[Natural language region descriptions]
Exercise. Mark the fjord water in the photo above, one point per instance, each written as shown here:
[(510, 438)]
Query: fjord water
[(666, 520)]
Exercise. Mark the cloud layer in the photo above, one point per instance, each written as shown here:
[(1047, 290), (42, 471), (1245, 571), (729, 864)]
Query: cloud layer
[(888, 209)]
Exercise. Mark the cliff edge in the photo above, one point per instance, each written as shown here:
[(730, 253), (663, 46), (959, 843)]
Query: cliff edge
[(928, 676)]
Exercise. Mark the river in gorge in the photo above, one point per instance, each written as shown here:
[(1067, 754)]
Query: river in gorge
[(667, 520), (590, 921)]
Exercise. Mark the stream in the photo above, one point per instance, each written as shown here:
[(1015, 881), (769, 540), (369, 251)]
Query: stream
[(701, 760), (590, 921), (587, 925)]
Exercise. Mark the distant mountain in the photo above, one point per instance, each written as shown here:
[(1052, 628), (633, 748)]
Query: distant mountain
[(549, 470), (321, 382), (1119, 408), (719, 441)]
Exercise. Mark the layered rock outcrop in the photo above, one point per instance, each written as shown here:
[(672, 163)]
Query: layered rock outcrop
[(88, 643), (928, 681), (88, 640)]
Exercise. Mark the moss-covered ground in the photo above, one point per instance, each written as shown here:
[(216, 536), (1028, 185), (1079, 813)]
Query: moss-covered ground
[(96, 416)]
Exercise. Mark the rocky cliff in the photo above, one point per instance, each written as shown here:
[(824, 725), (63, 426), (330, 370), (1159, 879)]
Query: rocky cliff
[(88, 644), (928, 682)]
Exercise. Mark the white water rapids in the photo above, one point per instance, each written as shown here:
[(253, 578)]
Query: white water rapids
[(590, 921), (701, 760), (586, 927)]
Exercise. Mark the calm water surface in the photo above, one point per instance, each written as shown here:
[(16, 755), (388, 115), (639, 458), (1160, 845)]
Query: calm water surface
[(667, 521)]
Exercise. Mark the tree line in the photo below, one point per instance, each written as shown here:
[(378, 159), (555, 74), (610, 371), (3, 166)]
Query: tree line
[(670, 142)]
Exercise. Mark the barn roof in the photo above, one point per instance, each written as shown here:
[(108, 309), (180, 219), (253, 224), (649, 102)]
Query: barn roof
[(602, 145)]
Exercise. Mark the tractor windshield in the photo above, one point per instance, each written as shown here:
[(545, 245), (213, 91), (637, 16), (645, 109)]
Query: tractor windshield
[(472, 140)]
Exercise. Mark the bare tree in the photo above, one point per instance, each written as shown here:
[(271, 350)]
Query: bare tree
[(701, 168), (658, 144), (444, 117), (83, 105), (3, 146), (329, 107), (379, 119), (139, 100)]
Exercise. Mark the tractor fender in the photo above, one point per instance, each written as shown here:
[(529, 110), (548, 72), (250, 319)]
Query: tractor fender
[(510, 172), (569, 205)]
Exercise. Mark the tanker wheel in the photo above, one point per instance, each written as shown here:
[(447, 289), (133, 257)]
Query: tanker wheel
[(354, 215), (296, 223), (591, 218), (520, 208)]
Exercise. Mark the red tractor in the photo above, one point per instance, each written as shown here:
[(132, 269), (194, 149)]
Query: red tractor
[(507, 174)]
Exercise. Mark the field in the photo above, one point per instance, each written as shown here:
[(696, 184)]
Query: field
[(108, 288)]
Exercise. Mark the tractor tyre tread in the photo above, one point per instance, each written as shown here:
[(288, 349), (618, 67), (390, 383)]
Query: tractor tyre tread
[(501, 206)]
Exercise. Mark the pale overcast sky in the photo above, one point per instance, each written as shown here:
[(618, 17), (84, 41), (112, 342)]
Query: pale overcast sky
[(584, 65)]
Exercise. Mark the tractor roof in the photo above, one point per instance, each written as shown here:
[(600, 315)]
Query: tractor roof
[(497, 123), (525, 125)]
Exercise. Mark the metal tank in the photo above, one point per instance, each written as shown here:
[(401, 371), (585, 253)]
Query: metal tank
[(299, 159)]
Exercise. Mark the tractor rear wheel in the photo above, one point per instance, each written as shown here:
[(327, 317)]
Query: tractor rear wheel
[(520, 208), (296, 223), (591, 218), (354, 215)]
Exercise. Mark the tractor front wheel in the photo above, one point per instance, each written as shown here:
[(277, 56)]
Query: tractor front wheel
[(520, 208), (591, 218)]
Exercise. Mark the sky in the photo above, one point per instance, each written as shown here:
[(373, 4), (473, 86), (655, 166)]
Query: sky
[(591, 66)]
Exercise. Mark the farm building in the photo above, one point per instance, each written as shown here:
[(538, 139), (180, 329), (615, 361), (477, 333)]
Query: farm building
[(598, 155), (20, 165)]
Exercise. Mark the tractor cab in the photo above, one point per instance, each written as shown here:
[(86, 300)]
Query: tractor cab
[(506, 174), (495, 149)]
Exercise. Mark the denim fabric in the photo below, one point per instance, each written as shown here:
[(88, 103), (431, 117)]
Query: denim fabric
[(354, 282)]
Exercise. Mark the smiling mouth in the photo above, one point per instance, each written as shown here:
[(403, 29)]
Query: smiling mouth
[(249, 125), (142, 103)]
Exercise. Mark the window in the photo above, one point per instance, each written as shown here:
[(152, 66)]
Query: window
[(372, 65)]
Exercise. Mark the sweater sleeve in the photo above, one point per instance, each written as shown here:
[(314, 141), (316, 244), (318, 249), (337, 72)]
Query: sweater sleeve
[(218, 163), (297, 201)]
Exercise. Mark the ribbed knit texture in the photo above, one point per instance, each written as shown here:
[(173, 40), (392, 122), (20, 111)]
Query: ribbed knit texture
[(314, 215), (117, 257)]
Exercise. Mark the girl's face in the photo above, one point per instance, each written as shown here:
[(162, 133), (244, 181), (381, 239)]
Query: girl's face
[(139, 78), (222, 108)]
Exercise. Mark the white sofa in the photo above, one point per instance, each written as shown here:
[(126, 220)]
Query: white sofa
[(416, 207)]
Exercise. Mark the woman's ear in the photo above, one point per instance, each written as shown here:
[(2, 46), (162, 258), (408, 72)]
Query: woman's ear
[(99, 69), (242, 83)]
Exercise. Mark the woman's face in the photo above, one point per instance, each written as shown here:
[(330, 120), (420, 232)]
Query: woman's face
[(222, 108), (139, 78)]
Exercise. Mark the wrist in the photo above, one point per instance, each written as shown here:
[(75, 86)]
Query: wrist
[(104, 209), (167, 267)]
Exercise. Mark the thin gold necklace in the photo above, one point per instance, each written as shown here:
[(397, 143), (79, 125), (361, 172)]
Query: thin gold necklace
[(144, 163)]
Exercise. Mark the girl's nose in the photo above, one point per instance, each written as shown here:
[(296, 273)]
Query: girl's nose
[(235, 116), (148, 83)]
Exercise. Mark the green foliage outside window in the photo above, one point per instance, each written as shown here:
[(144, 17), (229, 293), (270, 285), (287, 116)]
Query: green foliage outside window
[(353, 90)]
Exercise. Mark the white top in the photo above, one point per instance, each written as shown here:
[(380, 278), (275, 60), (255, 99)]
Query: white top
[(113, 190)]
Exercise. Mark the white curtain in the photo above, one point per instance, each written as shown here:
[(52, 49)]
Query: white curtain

ACTION ITEM: The required result is a verbatim copy of all the entries.

THE ANSWER:
Exercise. Mark the fjord water in the photo above, one point per instance, each written as shown here:
[(510, 438)]
Query: fjord water
[(666, 520)]
Exercise. Mark the cloud layer in the photo above, one point per instance, each written as shown here:
[(1047, 290), (42, 471), (1245, 571), (729, 864)]
Query: cloud layer
[(888, 209)]
Exercise. Mark the cliff edge in the photo above, one point per instance, each written as shown here:
[(730, 253), (663, 46), (959, 843)]
Query: cliff edge
[(928, 676)]
Exercise. Mark the river in gorge in the photo above, one point per instance, each written as shown here:
[(1067, 754)]
Query: river in gorge
[(667, 520), (590, 921)]
Exercise. Mark the stream in the photo above, one point per instance, each written as shown here:
[(1015, 881), (769, 540), (369, 251)]
Query: stream
[(701, 760), (590, 921), (587, 925)]
Exercise. Mark the distant mountain in the photo above, one point per instance, each written as shown here:
[(1052, 628), (633, 748)]
Query: distant mountain
[(549, 470), (321, 382), (1119, 408), (719, 441)]
Exercise. Mark the layered rock outcrop in the photo above, one point per instance, each written as shown here:
[(672, 163)]
Query: layered rock outcrop
[(88, 643), (928, 681), (88, 640)]
Exercise. Mark the moss-covered ground in the photo above, one point per instance, each written as shown here:
[(216, 536), (1028, 185), (1079, 813)]
Query: moss-covered ground
[(96, 416)]
Exercise. Mark the rocky cliff in the photo above, one point per instance, each written as shown here:
[(824, 725), (63, 426), (330, 370), (1159, 879)]
Query: rocky cliff
[(88, 644), (928, 682)]
Exercise. Mark the white water rapids in the photo above, one point per instance, each written as shown here:
[(253, 578)]
Query: white water rapids
[(590, 921), (701, 760), (586, 927)]
Exercise. Mark the calm water surface in the photo above, one point per instance, each written as shown here:
[(16, 755), (388, 115), (639, 458), (1160, 845)]
Query: calm water surface
[(667, 521)]
Exercise. Mark the tree line in the photo below, one point per instance, each written as shown here:
[(378, 159), (555, 74), (610, 371), (3, 166)]
Query: tree line
[(670, 142)]
Exercise. Mark the barn roof in the photo above, one point per instance, each written as shown here:
[(108, 309), (180, 219), (253, 224), (649, 102)]
Query: barn roof
[(602, 145)]
Exercise. Mark the tractor windshield in the photo above, one point per instance, each written as shown here:
[(545, 245), (213, 91), (637, 16), (645, 109)]
Query: tractor windshield
[(472, 140)]
Exercise. Mark the bare tree in the photo above, one point per instance, each written as shown here:
[(271, 350)]
Query: bare tree
[(701, 168), (658, 144), (444, 117), (83, 105), (3, 146), (329, 107), (379, 119), (139, 100)]
Exercise. Mark the tractor fender in the photo above, one point per instance, each written as shown here:
[(529, 110), (548, 72), (250, 319)]
Query: tractor fender
[(510, 172), (569, 205)]
Exercise. Mark the tanker wheel in the photo above, one point per instance, each written as shown here:
[(447, 289), (133, 257)]
Query: tanker wheel
[(354, 215), (296, 223), (591, 218), (520, 208)]
Exercise. Mark the red tractor in the photo above, one point per instance, each written as shown here:
[(132, 269), (194, 149)]
Query: red tractor
[(507, 174)]
Exercise. Mark the field in the photo above, one point per instance, each written as shown here:
[(696, 184)]
Query: field
[(108, 288)]
Exercise. Mark the tractor tyre tread in the photo above, one point per instance, each written as shown here:
[(288, 349), (618, 67), (390, 383)]
Query: tractor tyre tread
[(501, 206)]
Exercise. Mark the pale overcast sky in the photo above, one point per instance, each written as shown here:
[(618, 17), (84, 41), (112, 342)]
Query: pale overcast sky
[(584, 65)]
Exercise. Mark the tractor roof in the photo above, one point per instance, each written as shown here:
[(600, 315)]
Query: tractor roof
[(497, 123), (525, 125)]
Exercise. Mark the metal tank in the photo above, one point per instance, each written as shown here:
[(401, 371), (585, 253)]
Query: metal tank
[(299, 159)]
Exercise. Mark the tractor rear wheel in the photo above, one point per instance, each written as shown here:
[(327, 317)]
Query: tractor rear wheel
[(520, 208), (296, 223), (591, 218), (354, 215)]
Exercise. Mark the tractor front wheel in the photo above, one point per instance, each written as shown here:
[(277, 56)]
Query: tractor front wheel
[(520, 208), (591, 218)]
Exercise. Mark the sky in the photo above, one point per instance, each written as shown here:
[(373, 4), (473, 86), (655, 166)]
Query: sky
[(591, 66)]
Exercise. Mark the farm building in the photo above, one point per instance, each written as shown here:
[(538, 139), (180, 329), (615, 361), (477, 333)]
Query: farm building
[(598, 155), (20, 165)]
Exercise. Mark the tractor cab in the photo above, one point per instance, each written as shown here:
[(86, 300)]
Query: tractor cab
[(506, 174), (495, 149)]
Exercise. Mark the denim fabric in the photo below, one point per instance, each written as shown here:
[(88, 103), (431, 117)]
Query: denim fabric
[(354, 282)]
Exercise. Mark the smiling mouth in the photo above, one point per instance, each written as shown here:
[(403, 29)]
Query: smiling mouth
[(249, 125), (142, 103)]
Exercise. Mark the window in the photo above, one point per instance, each written as shown here:
[(152, 66)]
Query: window
[(372, 65)]
Exercise. Mark the sweater sleeve in the photo above, one point per instance, each written as shown here:
[(314, 141), (316, 244), (318, 249), (337, 72)]
Query: sweater sleeve
[(218, 163), (297, 201)]
Exercise. Mark the ribbed knit texture in the photo above, one point per instance, each written as shown here:
[(173, 40), (392, 122), (20, 111)]
Query: ribbed knit texture
[(314, 215), (117, 257)]
Exercise. Mark the girl's face in the photo above, one point per instance, each written as shown here:
[(162, 133), (244, 181), (381, 239)]
Query: girl's face
[(139, 78), (222, 108)]
Exercise. Mark the white sofa in the photo above, one point per instance, each written as shown here:
[(126, 220)]
Query: white sofa
[(416, 207)]
Exercise. Mark the woman's ear in the photo above, one point per instance, each written as shown here:
[(2, 46), (162, 258), (408, 72)]
Query: woman's ear
[(99, 69), (242, 83)]
Exercise. Mark the woman's face in the photo above, one point per instance, each written as shown here:
[(330, 120), (420, 232)]
Query: woman's face
[(222, 108), (139, 78)]
Exercise. Mark the wrist in the photo above, one point per instance, each written as shown here:
[(75, 86)]
Query: wrist
[(104, 209), (167, 267)]
Exercise. Mark the thin gold necklace in the photo above, one point per instance, each written as shown here:
[(397, 143), (79, 125), (361, 172)]
Query: thin gold necklace
[(144, 163)]
Exercise. Mark the girl's nose in the photo above, one point per instance, each written as shown here:
[(296, 273)]
Query: girl's nose
[(235, 116), (148, 83)]
Exercise. Mark the green foliage outside window in the photo above, one point per instance, each written as shown here:
[(144, 17), (229, 293), (270, 285), (287, 116)]
Query: green foliage outside window
[(353, 90)]
Exercise. Mark the white top in the photo above, one point per instance, each written as shown here:
[(380, 278), (275, 60), (255, 99)]
Query: white top
[(113, 190)]
Exercise. Mark the white curtain in the photo above, one point per instance, each written as shown here:
[(52, 49)]
Query: white curtain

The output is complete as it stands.